-- start RECORD EXTRACTS --

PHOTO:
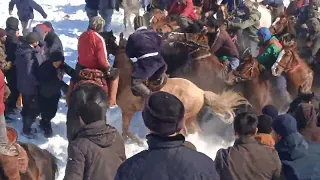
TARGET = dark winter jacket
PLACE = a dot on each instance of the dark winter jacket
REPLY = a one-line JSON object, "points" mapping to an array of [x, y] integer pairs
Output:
{"points": [[11, 45], [167, 158], [25, 9], [27, 63], [95, 153], [298, 158], [223, 45], [92, 4], [4, 64], [306, 117], [248, 160], [108, 4], [142, 48]]}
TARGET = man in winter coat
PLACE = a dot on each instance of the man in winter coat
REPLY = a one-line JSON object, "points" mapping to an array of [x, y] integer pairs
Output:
{"points": [[143, 48], [8, 159], [49, 76], [28, 58], [249, 25], [222, 45], [11, 45], [299, 159], [167, 157], [4, 64], [313, 25], [247, 159], [185, 10], [106, 8], [92, 8], [306, 117], [92, 54], [25, 12], [96, 150], [264, 131]]}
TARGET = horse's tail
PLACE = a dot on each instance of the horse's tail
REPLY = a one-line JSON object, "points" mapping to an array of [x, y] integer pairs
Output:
{"points": [[223, 103]]}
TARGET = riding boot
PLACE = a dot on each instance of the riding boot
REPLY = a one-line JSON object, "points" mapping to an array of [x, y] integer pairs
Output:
{"points": [[10, 167], [139, 89]]}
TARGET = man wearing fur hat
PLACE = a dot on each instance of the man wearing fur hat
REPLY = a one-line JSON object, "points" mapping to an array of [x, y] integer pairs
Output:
{"points": [[167, 157], [250, 25]]}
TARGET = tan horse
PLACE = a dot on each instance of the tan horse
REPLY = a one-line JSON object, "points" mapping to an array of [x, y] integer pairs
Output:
{"points": [[297, 71], [252, 84], [192, 97]]}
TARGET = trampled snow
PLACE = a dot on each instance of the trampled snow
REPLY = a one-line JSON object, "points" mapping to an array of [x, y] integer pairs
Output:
{"points": [[68, 30]]}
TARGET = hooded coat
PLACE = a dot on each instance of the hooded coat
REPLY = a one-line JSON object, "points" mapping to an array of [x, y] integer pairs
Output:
{"points": [[270, 48], [306, 117], [95, 153], [25, 9], [27, 63]]}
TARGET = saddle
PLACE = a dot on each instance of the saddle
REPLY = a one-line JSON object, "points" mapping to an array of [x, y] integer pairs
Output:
{"points": [[94, 76], [156, 84], [22, 157]]}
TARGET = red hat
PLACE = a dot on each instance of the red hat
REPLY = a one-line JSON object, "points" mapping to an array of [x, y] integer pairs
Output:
{"points": [[44, 27]]}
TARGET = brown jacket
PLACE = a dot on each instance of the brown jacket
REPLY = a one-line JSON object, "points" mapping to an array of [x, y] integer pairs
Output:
{"points": [[265, 139], [248, 160], [306, 117], [4, 64], [95, 153]]}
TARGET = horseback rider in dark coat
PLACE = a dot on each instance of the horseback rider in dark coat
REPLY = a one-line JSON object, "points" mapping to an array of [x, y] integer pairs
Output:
{"points": [[143, 48]]}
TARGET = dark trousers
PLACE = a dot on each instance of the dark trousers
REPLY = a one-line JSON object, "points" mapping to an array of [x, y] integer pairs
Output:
{"points": [[30, 111], [11, 76], [48, 107]]}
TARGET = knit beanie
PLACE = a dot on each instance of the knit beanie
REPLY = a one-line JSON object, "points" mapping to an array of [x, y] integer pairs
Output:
{"points": [[284, 125], [264, 124], [12, 23], [163, 113], [32, 37], [270, 110], [2, 33]]}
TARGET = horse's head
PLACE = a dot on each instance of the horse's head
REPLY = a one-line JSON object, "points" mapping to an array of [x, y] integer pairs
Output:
{"points": [[157, 16], [287, 59], [246, 71], [110, 41], [283, 24]]}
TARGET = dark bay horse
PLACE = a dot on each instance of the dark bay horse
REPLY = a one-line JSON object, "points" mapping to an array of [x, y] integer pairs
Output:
{"points": [[33, 162]]}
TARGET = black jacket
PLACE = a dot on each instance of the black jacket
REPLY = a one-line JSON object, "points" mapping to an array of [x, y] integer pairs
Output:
{"points": [[167, 159]]}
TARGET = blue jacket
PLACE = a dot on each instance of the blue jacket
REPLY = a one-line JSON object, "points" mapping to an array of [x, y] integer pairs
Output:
{"points": [[27, 62], [300, 159], [92, 4], [141, 43], [25, 9], [167, 158]]}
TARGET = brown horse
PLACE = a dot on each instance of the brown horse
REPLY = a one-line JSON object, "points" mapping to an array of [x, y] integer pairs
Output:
{"points": [[252, 84], [32, 162], [299, 74], [206, 71]]}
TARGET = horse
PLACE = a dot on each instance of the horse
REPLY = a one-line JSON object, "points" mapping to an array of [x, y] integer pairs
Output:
{"points": [[130, 7], [252, 83], [33, 163], [299, 74]]}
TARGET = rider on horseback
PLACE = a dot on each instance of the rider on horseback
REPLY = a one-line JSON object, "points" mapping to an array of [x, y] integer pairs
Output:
{"points": [[187, 16], [143, 48], [92, 55], [250, 24]]}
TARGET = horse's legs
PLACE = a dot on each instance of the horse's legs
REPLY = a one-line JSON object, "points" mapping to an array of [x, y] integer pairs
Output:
{"points": [[126, 134]]}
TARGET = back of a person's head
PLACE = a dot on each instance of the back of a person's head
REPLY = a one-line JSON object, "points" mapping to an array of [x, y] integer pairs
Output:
{"points": [[264, 124], [90, 102], [245, 124]]}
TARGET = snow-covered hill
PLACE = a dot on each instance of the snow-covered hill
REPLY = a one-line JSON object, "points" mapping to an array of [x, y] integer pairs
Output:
{"points": [[68, 31]]}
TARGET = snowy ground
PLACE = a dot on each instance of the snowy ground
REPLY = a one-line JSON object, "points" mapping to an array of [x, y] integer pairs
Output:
{"points": [[68, 31]]}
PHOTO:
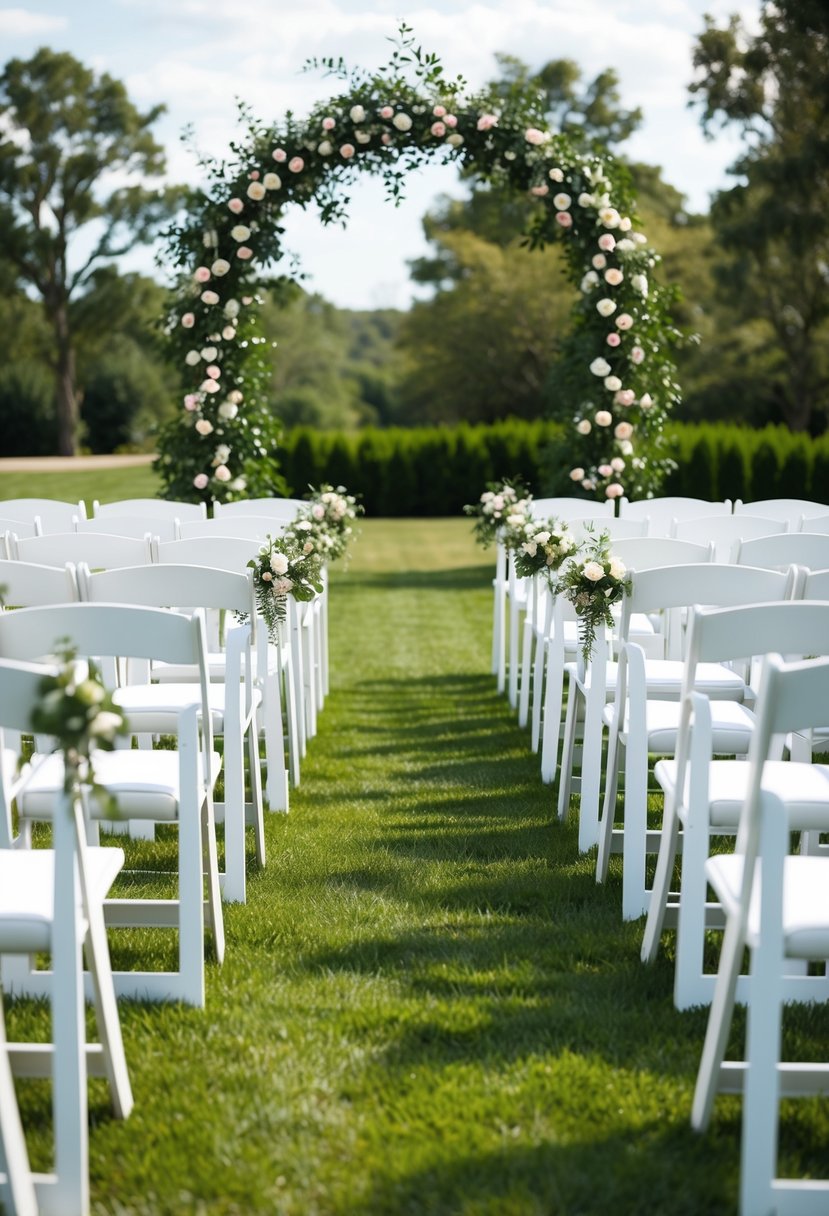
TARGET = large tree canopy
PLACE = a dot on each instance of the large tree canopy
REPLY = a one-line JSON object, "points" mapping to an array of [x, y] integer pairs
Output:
{"points": [[619, 380], [67, 136]]}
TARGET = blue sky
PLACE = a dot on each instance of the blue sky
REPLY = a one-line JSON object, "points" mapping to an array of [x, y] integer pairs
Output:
{"points": [[198, 56]]}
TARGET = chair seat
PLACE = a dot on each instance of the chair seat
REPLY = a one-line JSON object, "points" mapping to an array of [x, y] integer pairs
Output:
{"points": [[805, 906], [804, 788], [27, 890], [144, 783]]}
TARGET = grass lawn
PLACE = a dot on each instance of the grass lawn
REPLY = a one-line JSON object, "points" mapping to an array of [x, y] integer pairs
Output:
{"points": [[427, 1006]]}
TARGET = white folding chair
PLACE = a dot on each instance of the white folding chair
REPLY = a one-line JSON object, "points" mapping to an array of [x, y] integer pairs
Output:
{"points": [[704, 795], [233, 692], [591, 685], [282, 675], [644, 716], [152, 508], [726, 530], [52, 513], [164, 786], [663, 511], [790, 511], [51, 901], [791, 549], [776, 906]]}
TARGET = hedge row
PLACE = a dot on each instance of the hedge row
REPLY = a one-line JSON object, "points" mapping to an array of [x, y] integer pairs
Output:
{"points": [[434, 471]]}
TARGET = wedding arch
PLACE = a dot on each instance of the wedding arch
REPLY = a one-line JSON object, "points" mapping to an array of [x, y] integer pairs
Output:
{"points": [[618, 377]]}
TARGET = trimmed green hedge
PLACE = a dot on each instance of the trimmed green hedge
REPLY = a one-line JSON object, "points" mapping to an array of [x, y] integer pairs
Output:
{"points": [[434, 471]]}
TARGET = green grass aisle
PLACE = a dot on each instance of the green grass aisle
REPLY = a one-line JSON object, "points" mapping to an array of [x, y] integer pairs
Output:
{"points": [[427, 1006]]}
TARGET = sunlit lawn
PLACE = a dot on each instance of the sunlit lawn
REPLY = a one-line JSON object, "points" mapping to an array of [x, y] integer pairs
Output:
{"points": [[427, 1006]]}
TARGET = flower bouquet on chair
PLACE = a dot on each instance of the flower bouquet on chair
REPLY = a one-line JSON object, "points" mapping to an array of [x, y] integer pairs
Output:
{"points": [[593, 584], [289, 564]]}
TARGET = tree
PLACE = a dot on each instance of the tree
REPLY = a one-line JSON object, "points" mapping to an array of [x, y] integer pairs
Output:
{"points": [[67, 136], [774, 86]]}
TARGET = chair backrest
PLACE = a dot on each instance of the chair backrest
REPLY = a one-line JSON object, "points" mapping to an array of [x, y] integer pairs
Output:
{"points": [[54, 513], [96, 549], [789, 510], [130, 525], [661, 512], [28, 584], [725, 530], [571, 508], [275, 508], [254, 528], [646, 552], [788, 549], [153, 508]]}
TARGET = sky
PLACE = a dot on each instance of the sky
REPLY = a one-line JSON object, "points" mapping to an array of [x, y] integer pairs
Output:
{"points": [[199, 56]]}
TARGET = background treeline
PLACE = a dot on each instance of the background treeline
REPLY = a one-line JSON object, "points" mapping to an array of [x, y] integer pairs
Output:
{"points": [[434, 471]]}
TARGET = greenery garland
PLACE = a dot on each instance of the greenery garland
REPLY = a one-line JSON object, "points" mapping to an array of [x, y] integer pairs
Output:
{"points": [[618, 376]]}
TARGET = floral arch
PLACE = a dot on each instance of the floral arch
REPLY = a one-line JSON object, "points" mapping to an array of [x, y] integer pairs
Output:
{"points": [[618, 378]]}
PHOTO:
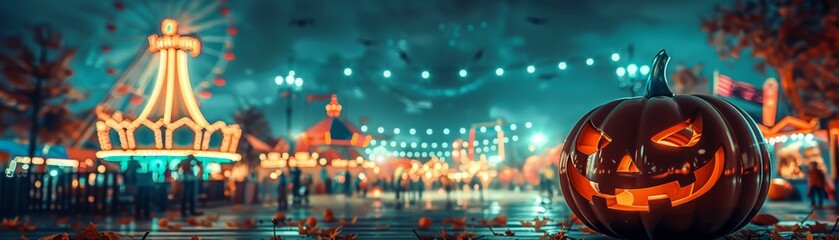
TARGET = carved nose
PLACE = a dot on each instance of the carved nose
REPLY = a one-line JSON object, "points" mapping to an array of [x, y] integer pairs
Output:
{"points": [[627, 165]]}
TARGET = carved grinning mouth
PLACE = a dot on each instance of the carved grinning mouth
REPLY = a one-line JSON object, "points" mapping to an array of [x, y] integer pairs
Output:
{"points": [[639, 199]]}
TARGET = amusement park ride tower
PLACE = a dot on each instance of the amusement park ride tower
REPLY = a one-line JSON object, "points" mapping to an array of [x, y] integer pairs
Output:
{"points": [[170, 114]]}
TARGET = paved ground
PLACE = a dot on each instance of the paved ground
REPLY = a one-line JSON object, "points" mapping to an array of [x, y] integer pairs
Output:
{"points": [[378, 218]]}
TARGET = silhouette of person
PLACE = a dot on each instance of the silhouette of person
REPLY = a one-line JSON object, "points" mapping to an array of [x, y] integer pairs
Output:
{"points": [[282, 192], [815, 185], [189, 180], [327, 182], [295, 184], [144, 187], [347, 183], [307, 186]]}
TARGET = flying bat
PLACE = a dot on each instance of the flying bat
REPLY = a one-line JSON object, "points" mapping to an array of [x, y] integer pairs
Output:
{"points": [[536, 20], [301, 22]]}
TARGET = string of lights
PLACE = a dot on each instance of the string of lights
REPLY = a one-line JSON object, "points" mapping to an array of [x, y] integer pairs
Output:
{"points": [[411, 70], [446, 131]]}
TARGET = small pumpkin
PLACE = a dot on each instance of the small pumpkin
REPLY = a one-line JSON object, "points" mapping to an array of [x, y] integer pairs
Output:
{"points": [[424, 223], [780, 189], [312, 222], [664, 165], [328, 215]]}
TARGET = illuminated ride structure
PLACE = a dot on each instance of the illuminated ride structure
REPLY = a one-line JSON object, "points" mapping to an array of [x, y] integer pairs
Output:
{"points": [[122, 53], [170, 126], [331, 142]]}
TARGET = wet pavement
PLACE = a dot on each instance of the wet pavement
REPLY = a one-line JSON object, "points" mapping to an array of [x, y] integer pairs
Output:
{"points": [[378, 218]]}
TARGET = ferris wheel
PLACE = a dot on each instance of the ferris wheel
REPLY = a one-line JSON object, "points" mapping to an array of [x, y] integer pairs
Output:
{"points": [[122, 48]]}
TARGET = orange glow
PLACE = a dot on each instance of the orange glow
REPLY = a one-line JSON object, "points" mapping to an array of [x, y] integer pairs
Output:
{"points": [[783, 127], [627, 165], [171, 97], [683, 134], [770, 101], [591, 139], [638, 199]]}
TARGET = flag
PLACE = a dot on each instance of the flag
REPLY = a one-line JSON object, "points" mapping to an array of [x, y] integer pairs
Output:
{"points": [[728, 87]]}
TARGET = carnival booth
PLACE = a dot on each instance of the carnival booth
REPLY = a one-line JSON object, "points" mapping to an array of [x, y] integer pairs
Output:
{"points": [[325, 152], [793, 142]]}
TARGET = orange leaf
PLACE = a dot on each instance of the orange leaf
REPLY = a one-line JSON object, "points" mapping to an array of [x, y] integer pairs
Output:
{"points": [[762, 219], [176, 226], [125, 221], [587, 230], [192, 221], [212, 218], [249, 223], [26, 228], [162, 222]]}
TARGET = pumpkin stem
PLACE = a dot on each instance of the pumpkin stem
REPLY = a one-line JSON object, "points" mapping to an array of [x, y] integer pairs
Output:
{"points": [[657, 82]]}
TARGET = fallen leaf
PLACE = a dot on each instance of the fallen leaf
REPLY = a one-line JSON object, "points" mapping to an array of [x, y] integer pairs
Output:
{"points": [[212, 218], [351, 222], [249, 223], [586, 230], [328, 215], [787, 228], [26, 227], [206, 223], [763, 220], [11, 223], [60, 236], [526, 223], [176, 226], [311, 222], [500, 220], [818, 227], [125, 221], [62, 220], [162, 222]]}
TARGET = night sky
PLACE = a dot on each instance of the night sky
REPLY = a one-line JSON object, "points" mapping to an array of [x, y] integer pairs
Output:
{"points": [[439, 36]]}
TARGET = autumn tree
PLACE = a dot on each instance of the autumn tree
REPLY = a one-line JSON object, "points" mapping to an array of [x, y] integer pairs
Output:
{"points": [[252, 121], [689, 80], [34, 91], [799, 39]]}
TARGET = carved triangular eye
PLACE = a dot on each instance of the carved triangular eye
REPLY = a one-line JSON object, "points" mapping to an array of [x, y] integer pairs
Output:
{"points": [[683, 134], [591, 139], [627, 165]]}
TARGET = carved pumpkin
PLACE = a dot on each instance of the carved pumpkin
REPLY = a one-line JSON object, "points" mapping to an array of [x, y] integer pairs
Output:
{"points": [[665, 165]]}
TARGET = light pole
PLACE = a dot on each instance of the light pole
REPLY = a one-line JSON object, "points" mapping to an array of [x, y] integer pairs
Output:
{"points": [[632, 77], [287, 86]]}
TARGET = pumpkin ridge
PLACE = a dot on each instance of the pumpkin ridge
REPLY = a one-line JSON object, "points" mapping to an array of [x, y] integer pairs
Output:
{"points": [[760, 158]]}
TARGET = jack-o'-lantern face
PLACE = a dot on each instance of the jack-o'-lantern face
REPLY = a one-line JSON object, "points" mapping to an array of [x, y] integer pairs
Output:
{"points": [[665, 165], [629, 188]]}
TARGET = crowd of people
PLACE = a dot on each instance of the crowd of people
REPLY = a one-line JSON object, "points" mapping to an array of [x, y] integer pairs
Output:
{"points": [[295, 184]]}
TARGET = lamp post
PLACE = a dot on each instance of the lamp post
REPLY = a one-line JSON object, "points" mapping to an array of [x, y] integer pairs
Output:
{"points": [[287, 86], [632, 77]]}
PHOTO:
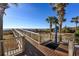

-- end RECORD EXTRACTS --

TASK DESCRIPTION:
Pull out every line in the rows above that contains the string "amusement", matching case exactly.

SOLVED EXERCISE:
TARGET = amusement park ride tower
PLACE = a dot on each instance of the amusement park ride tower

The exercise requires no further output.